[TASK REQUIREMENTS] Continue the blog post below on human evolution and "living fossils," picking up after its last sentence.
(EXTRACT PROVIDED)
Tuesday, January 17, 2012

On Evolution, one species "evolving from" another, and "living fossils"

Humans did not evolve from chimpanzees.

Humans did evolve from apes.

Both sentences are true, and there's an important distinction here.  While it's also true that chimpanzees are humanity's closest living relative on the tree of life, the creatures we evolved from were not chimpanzees, but rather a separate, extinct species that gave rise to us both.  Yes, these ancient apes were perhaps closer to chimps than to us by most standards of measurement, but that doesn't make them chimps.

These apes gave rise not just to chimps and ourselves, but also to a host of other species in the Homo genus:  homo habilus, homo erectus, and homo neanderthalensis.  And they were preceded by other species in the Australopithecus genus, of which Lucy is the most famous example.

None of these ancestors of ours were simply replaced by the next in line.  Life is not like that.  Species fight to stay alive and produce a new generation, but all of these species in our close family tree failed to do so, once.  And once is all it takes.

It sounds odd that none of our close relatives survived to the present day.  After all, many were more intelligent than the other apes alive today.  Some made tools, Neanderthals even had the beginnings of symbolic and spiritual culture.  So what happened?

Well, some of these species possibly all changed very gradually over time, as new genes developed from random mutations, and the beneficial ones spread through the population.  Some species probably split off into several populations, some staying in the trees, and others spending more time on the ground.  Selective pressures altered the populations in different ways, and then at some point one population or the other died out.  Perhaps driven to starvation when the other group became more successful at acquiring food.

Actually, it shouldn't seem too surprising that we are the only surviving members of our genus.  The vast, vast majority of all species that have existed on earth are extinct.  Long ago, even the human species was nearly wiped out.  When you compare the gene pool of everyone in the world, it's clear we came from a very small population far back in our past, perhaps a few thousand individuals.
(End EXTRACT PROVIDED)
(ENTRIES PROVIDED)
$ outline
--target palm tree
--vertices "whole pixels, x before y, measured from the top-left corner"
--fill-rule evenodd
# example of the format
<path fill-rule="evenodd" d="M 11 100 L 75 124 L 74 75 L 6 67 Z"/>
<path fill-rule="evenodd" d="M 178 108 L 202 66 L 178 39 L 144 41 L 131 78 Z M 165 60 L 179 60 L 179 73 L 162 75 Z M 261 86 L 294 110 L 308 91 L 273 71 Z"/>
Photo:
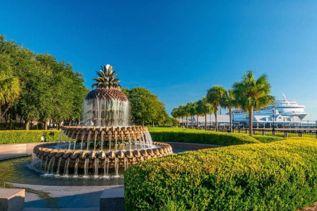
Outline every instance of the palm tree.
<path fill-rule="evenodd" d="M 178 115 L 182 117 L 182 128 L 184 128 L 184 117 L 186 115 L 186 106 L 183 104 L 178 106 Z"/>
<path fill-rule="evenodd" d="M 220 106 L 224 109 L 229 109 L 229 115 L 230 119 L 230 131 L 232 132 L 232 125 L 231 120 L 231 111 L 233 105 L 232 101 L 234 99 L 233 92 L 231 89 L 229 89 L 223 96 L 222 100 L 220 102 Z"/>
<path fill-rule="evenodd" d="M 189 115 L 191 115 L 191 128 L 193 129 L 193 116 L 196 114 L 195 103 L 190 102 L 187 104 L 189 108 Z"/>
<path fill-rule="evenodd" d="M 197 113 L 205 116 L 205 130 L 207 130 L 207 114 L 212 113 L 213 109 L 211 105 L 207 102 L 206 97 L 198 100 L 197 102 Z"/>
<path fill-rule="evenodd" d="M 233 83 L 232 89 L 235 97 L 233 101 L 235 107 L 249 113 L 249 131 L 252 136 L 253 110 L 259 110 L 276 100 L 275 97 L 269 95 L 271 85 L 268 76 L 264 73 L 255 80 L 253 71 L 249 70 L 241 81 Z"/>
<path fill-rule="evenodd" d="M 214 85 L 207 91 L 207 102 L 212 105 L 214 107 L 216 131 L 218 131 L 217 115 L 219 110 L 219 106 L 222 100 L 223 96 L 226 91 L 222 86 L 218 85 Z"/>
<path fill-rule="evenodd" d="M 186 128 L 188 128 L 188 116 L 190 115 L 189 109 L 190 109 L 190 105 L 189 103 L 188 103 L 187 104 L 184 105 L 184 111 L 185 112 L 185 115 L 186 115 Z"/>
<path fill-rule="evenodd" d="M 171 113 L 171 115 L 174 118 L 175 118 L 175 127 L 177 127 L 177 124 L 176 124 L 176 123 L 177 123 L 177 117 L 178 116 L 177 115 L 178 115 L 178 113 L 177 113 L 178 111 L 177 111 L 177 109 L 178 109 L 178 108 L 173 108 L 173 110 L 172 110 L 172 112 Z M 179 123 L 179 122 L 178 121 L 178 123 Z"/>
<path fill-rule="evenodd" d="M 104 65 L 103 68 L 102 66 L 100 66 L 101 67 L 100 72 L 96 71 L 99 77 L 93 79 L 96 81 L 96 83 L 91 85 L 92 88 L 96 86 L 97 88 L 119 90 L 122 88 L 121 85 L 117 83 L 121 81 L 120 79 L 114 78 L 118 73 L 113 71 L 113 66 L 111 65 Z"/>
<path fill-rule="evenodd" d="M 10 108 L 11 102 L 20 96 L 21 91 L 19 78 L 13 76 L 10 66 L 0 63 L 0 120 Z M 5 105 L 6 106 L 1 113 L 1 107 Z"/>

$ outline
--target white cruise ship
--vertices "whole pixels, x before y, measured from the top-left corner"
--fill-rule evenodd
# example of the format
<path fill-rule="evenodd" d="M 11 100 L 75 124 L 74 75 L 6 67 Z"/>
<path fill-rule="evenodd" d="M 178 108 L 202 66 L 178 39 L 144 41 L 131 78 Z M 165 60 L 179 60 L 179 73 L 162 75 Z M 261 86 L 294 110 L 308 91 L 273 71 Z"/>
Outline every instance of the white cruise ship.
<path fill-rule="evenodd" d="M 274 115 L 280 114 L 282 116 L 298 116 L 301 120 L 303 120 L 308 115 L 304 110 L 305 106 L 299 105 L 294 100 L 290 100 L 283 93 L 282 100 L 277 100 L 273 105 L 270 105 L 262 109 L 259 111 L 254 111 L 253 115 L 255 115 L 272 116 L 273 115 L 272 108 L 274 106 Z M 241 109 L 232 111 L 232 118 L 235 122 L 246 121 L 248 121 L 249 115 Z M 229 115 L 227 113 L 226 114 Z"/>

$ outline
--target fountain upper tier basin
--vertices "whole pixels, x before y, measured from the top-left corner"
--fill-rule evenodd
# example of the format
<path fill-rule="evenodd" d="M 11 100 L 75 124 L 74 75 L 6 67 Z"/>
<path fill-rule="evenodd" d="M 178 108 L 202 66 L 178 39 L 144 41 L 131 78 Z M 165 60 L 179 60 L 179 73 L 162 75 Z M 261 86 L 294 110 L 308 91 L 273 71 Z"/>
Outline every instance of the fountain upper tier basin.
<path fill-rule="evenodd" d="M 66 145 L 68 144 L 64 143 Z M 77 168 L 83 168 L 84 161 L 87 160 L 86 164 L 88 165 L 87 166 L 88 168 L 94 168 L 96 165 L 96 168 L 103 168 L 106 165 L 109 169 L 115 168 L 116 166 L 117 168 L 125 167 L 152 157 L 162 157 L 173 153 L 170 145 L 155 142 L 151 148 L 133 151 L 87 151 L 56 149 L 60 144 L 61 142 L 39 145 L 34 147 L 33 152 L 42 160 L 45 160 L 46 157 L 50 160 L 53 157 L 60 158 L 61 160 L 59 163 L 61 166 L 68 163 L 69 167 L 74 167 L 77 160 Z M 69 160 L 68 162 L 68 160 Z"/>
<path fill-rule="evenodd" d="M 95 138 L 91 139 L 98 140 L 114 140 L 116 139 L 125 140 L 139 139 L 144 136 L 147 131 L 147 127 L 81 127 L 64 126 L 62 130 L 67 137 L 75 140 L 86 140 L 91 138 L 93 133 Z M 89 133 L 89 132 L 90 132 Z"/>

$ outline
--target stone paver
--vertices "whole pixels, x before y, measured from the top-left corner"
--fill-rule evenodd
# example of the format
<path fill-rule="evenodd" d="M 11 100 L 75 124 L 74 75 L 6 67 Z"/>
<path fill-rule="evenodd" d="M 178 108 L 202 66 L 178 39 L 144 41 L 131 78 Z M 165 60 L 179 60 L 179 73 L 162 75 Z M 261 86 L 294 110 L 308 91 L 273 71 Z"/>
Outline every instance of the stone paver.
<path fill-rule="evenodd" d="M 0 152 L 0 161 L 20 157 L 30 156 L 32 151 L 19 150 L 15 152 Z"/>
<path fill-rule="evenodd" d="M 123 185 L 59 186 L 26 185 L 12 183 L 10 184 L 19 188 L 27 188 L 40 191 L 40 194 L 44 192 L 49 195 L 48 199 L 44 199 L 41 198 L 38 194 L 26 192 L 25 209 L 30 208 L 42 209 L 47 208 L 76 209 L 95 208 L 98 208 L 99 210 L 100 197 L 105 189 L 124 188 Z M 123 194 L 122 196 L 123 197 Z M 32 211 L 36 210 L 32 210 Z M 63 209 L 60 210 L 68 210 Z M 91 210 L 95 210 L 93 209 Z"/>

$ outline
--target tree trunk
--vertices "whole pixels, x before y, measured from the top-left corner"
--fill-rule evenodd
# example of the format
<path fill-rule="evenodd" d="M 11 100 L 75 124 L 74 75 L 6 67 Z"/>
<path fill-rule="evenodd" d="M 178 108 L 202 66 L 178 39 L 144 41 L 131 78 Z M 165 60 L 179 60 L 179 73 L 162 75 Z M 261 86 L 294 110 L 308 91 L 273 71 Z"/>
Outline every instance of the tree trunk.
<path fill-rule="evenodd" d="M 253 114 L 253 108 L 251 107 L 249 110 L 249 133 L 250 136 L 252 136 L 252 115 Z"/>
<path fill-rule="evenodd" d="M 205 114 L 205 130 L 207 130 L 207 114 Z"/>
<path fill-rule="evenodd" d="M 230 132 L 232 133 L 232 123 L 231 122 L 231 109 L 229 109 L 229 115 L 230 116 Z"/>
<path fill-rule="evenodd" d="M 12 117 L 14 115 L 13 109 L 11 108 L 11 110 L 10 112 L 10 123 L 9 124 L 9 129 L 10 130 L 12 129 Z"/>
<path fill-rule="evenodd" d="M 216 112 L 215 111 L 215 121 L 216 121 L 216 132 L 218 131 L 218 121 L 217 121 L 217 112 Z"/>
<path fill-rule="evenodd" d="M 191 116 L 191 129 L 193 129 L 193 116 Z"/>
<path fill-rule="evenodd" d="M 21 118 L 20 118 L 20 128 L 22 127 L 22 119 L 23 117 L 23 116 L 21 115 Z"/>
<path fill-rule="evenodd" d="M 30 125 L 30 121 L 28 121 L 27 120 L 24 120 L 24 129 L 25 130 L 29 130 L 29 127 Z"/>
<path fill-rule="evenodd" d="M 7 107 L 5 107 L 5 108 L 4 109 L 4 110 L 3 111 L 3 113 L 1 113 L 1 106 L 0 106 L 0 122 L 1 122 L 1 120 L 2 119 L 2 118 L 3 118 L 3 116 L 4 115 L 5 113 L 7 113 L 7 111 L 10 108 L 11 105 L 10 104 L 8 104 Z"/>
<path fill-rule="evenodd" d="M 5 128 L 8 128 L 8 123 L 9 121 L 9 119 L 10 118 L 10 114 L 8 114 L 4 117 L 4 120 L 5 121 Z"/>
<path fill-rule="evenodd" d="M 188 119 L 188 115 L 186 115 L 186 128 L 188 128 L 188 121 L 187 120 Z"/>
<path fill-rule="evenodd" d="M 44 129 L 45 130 L 47 130 L 47 121 L 46 121 L 46 120 L 44 121 Z"/>
<path fill-rule="evenodd" d="M 198 115 L 197 115 L 197 119 L 196 120 L 196 125 L 197 126 L 197 130 L 199 129 L 198 128 Z"/>

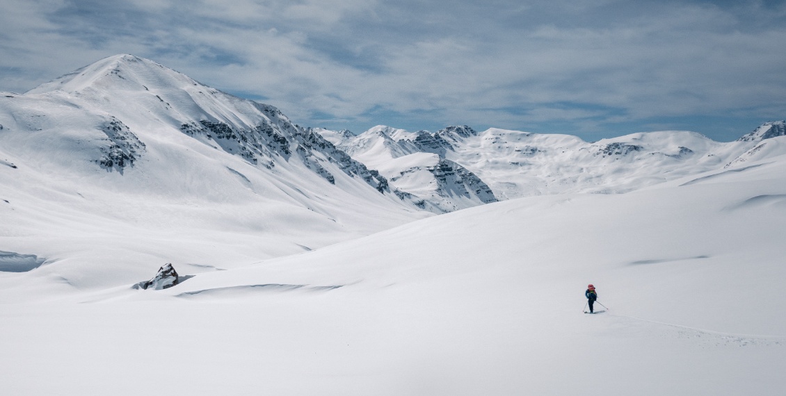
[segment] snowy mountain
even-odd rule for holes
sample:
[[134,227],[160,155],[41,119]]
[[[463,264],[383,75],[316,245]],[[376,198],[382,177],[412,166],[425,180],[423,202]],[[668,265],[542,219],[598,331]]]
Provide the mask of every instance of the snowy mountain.
[[[626,194],[480,205],[223,271],[175,262],[195,276],[161,290],[65,293],[57,262],[0,273],[3,387],[779,394],[786,137],[769,141],[763,160]],[[605,312],[579,310],[588,283]]]
[[428,215],[275,108],[130,55],[3,93],[0,125],[0,251],[61,260],[72,284],[87,257],[127,283],[162,258],[237,266]]
[[[767,123],[729,143],[685,131],[637,133],[586,142],[570,135],[496,128],[478,133],[467,126],[436,133],[378,126],[334,143],[389,179],[406,174],[411,165],[399,167],[400,161],[393,159],[413,152],[436,154],[472,174],[478,183],[490,188],[495,199],[505,200],[566,192],[628,192],[719,169],[745,160],[750,150],[781,136],[784,125],[783,121]],[[432,182],[422,179],[422,183],[392,182],[412,192]]]
[[355,136],[126,55],[2,93],[0,389],[780,394],[784,125]]

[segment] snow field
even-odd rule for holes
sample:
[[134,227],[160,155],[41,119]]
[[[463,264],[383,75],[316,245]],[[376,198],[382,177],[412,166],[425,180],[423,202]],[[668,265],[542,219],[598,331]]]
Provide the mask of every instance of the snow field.
[[[2,304],[18,342],[0,372],[28,394],[778,394],[776,160],[484,205],[163,291]],[[579,311],[587,283],[608,312]]]

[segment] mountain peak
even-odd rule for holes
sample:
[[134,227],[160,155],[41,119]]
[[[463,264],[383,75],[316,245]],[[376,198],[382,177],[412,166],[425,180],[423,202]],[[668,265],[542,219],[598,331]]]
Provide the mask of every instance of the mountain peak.
[[149,90],[163,86],[200,85],[191,78],[156,62],[127,53],[112,55],[80,68],[27,94],[80,93],[90,89]]
[[754,140],[762,141],[784,135],[786,135],[786,121],[769,121],[764,123],[760,126],[755,129],[753,132],[751,132],[737,140],[742,141],[750,141]]

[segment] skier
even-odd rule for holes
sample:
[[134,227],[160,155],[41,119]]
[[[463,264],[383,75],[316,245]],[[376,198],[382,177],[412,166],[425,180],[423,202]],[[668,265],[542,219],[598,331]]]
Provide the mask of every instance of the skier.
[[592,284],[587,285],[587,291],[584,292],[584,296],[587,298],[587,302],[590,304],[590,314],[592,314],[592,306],[595,303],[595,300],[597,299],[597,292],[595,292],[595,287]]

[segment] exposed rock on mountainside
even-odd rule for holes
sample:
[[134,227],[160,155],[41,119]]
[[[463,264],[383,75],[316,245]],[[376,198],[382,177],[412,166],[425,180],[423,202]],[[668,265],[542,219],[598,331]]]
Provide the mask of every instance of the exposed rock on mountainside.
[[786,121],[770,121],[762,124],[753,132],[740,138],[741,141],[763,141],[786,135]]
[[101,127],[111,142],[108,147],[102,147],[104,156],[97,160],[101,167],[108,169],[123,168],[134,165],[145,152],[145,143],[134,134],[125,124],[115,117],[110,117]]
[[161,266],[152,279],[141,282],[138,284],[138,286],[142,289],[161,290],[171,288],[178,283],[180,283],[180,277],[178,275],[178,271],[174,270],[171,263],[167,262]]
[[638,133],[588,143],[575,136],[496,128],[479,133],[462,126],[410,133],[378,126],[357,138],[341,139],[339,147],[415,196],[422,197],[418,191],[441,182],[422,178],[419,183],[402,182],[399,174],[411,174],[413,165],[399,159],[421,152],[454,162],[487,185],[497,199],[504,200],[562,192],[627,192],[733,166],[751,156],[758,158],[757,152],[767,151],[759,142],[784,134],[784,122],[779,121],[729,143],[681,131]]

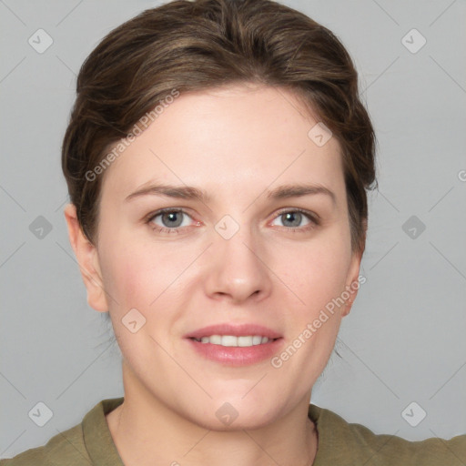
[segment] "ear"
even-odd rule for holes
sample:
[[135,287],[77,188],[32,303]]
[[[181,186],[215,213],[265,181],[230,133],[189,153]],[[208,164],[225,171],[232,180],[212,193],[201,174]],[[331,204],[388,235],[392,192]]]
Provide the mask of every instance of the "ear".
[[97,249],[83,233],[74,204],[68,204],[65,208],[65,218],[68,226],[69,242],[75,251],[87,290],[87,303],[96,310],[106,312],[108,304],[106,299]]
[[361,250],[353,251],[351,256],[351,261],[350,263],[350,268],[348,269],[347,282],[345,288],[345,290],[348,290],[348,292],[350,293],[350,298],[346,300],[345,308],[341,312],[342,317],[345,317],[348,314],[350,314],[350,311],[351,310],[351,306],[353,305],[353,302],[356,299],[356,297],[358,296],[360,286],[366,281],[364,277],[360,280],[360,261],[362,259],[362,254],[364,253],[366,244],[366,233],[368,228],[368,223],[366,218],[364,218],[362,221],[362,227],[364,231],[362,244],[364,245],[364,247],[361,248]]

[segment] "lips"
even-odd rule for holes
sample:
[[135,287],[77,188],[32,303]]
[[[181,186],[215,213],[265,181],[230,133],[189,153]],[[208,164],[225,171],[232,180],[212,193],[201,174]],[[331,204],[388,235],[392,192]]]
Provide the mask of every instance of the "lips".
[[211,337],[212,335],[231,335],[234,337],[259,335],[261,337],[267,337],[268,339],[276,339],[282,337],[279,332],[258,324],[231,325],[224,323],[204,327],[187,333],[184,338],[199,339],[203,337]]
[[[254,337],[260,337],[260,343],[252,346],[248,344],[247,340],[254,339]],[[184,338],[195,354],[224,366],[247,366],[262,362],[270,359],[284,344],[284,339],[279,332],[256,324],[211,325],[187,333]],[[258,341],[258,339],[256,341]],[[242,346],[243,342],[246,346]]]

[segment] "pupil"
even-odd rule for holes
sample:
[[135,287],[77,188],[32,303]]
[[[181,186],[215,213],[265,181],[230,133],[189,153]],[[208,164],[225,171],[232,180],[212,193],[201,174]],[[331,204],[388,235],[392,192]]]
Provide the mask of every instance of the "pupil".
[[[286,216],[286,221],[289,221],[291,219],[291,223],[293,225],[290,225],[291,227],[299,227],[301,219],[301,214],[299,212],[289,212],[285,214]],[[294,219],[294,222],[293,222]]]
[[[177,216],[181,212],[169,212],[167,214],[164,214],[162,216],[162,221],[163,221],[164,225],[166,227],[179,227],[181,225],[181,217],[177,221]],[[168,222],[173,222],[173,220],[175,220],[175,224],[172,223],[171,225],[169,225],[169,223],[168,223],[168,225],[167,225],[167,223],[165,221],[167,218],[168,219]]]

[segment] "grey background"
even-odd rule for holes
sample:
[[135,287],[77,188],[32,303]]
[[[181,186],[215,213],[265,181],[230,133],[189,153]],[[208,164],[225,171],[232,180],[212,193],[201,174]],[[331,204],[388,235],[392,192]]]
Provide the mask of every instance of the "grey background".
(End ENTRIES PROVIDED)
[TASK RESPONSE]
Let's go back to the chimps.  Because chimpanzees are probably more similar to our shared relatives than we are, it isn't fair to call them "less evolved."  They've survived just as well as we have in these past few million years, with completely different adaptations than our hairless bodies and bulbous brains.

As another example, think of the coelacanth, that fossil fish with four lobed fins that might one day have evolved into legs.  Fossils of this fish were known before a living one was discovered by Western science in the 20th century (apparently locals had been eating them for generations), and so the fish was dubbed the "living fossil."  But let's give the fish some credit.  The oceans have not stayed exactly the same for the millions of years from when its fossilized ancestor swam with the ichthyosaurs to today.  To say the coelacanth is unevolved would be unfair and untrue.  Adaptations to body chemistry, foraging habits, breeding habits, and possible migration patterns could all have taken place (the continents have been steadily shifting position during this species' time on Earth, for instance) without major changes to the shape of its body.

So this is a toast to all those "under-evolved" species:  to the chimpanzees who do not need huge brains to find good food to eat, to the coelacanths who do not need legs to find a mate, to all the amphibians who will reproduce just fine as long as there is freshwater to be found, I say, if it ain't broke, don't fix it.

1 comment:

  1. You are very good at interpreting complex concepts, Robert! You have to know your stuff well to do it!